WORK INSTRUCTIONS: Could you copy each line of the entries that contains "point"?
[Start of Attachment]
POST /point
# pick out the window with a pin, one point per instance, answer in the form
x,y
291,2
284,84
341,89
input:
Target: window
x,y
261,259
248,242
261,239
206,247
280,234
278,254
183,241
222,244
[End of Attachment]
EXERCISE ANSWER:
POST /point
# pick out the window with a pin, one point per instance, answer in the form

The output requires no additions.